_What you should do_
Restate the records below word for word, and omit the images they hold.

_Input for this task_
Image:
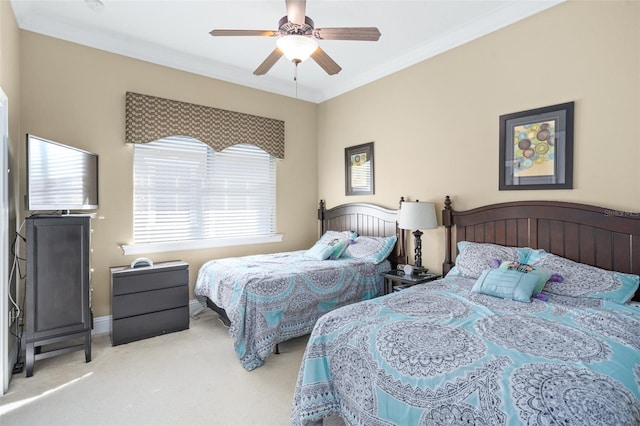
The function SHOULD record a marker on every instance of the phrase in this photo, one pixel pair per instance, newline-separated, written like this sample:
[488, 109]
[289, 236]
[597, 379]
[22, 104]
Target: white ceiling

_Answer below_
Image:
The function SHOULD record a marker on every instance of the phrase in this photo, one pixel pair per instance, newline-separated, written like this sample:
[488, 109]
[289, 236]
[597, 379]
[22, 104]
Target: white ceiling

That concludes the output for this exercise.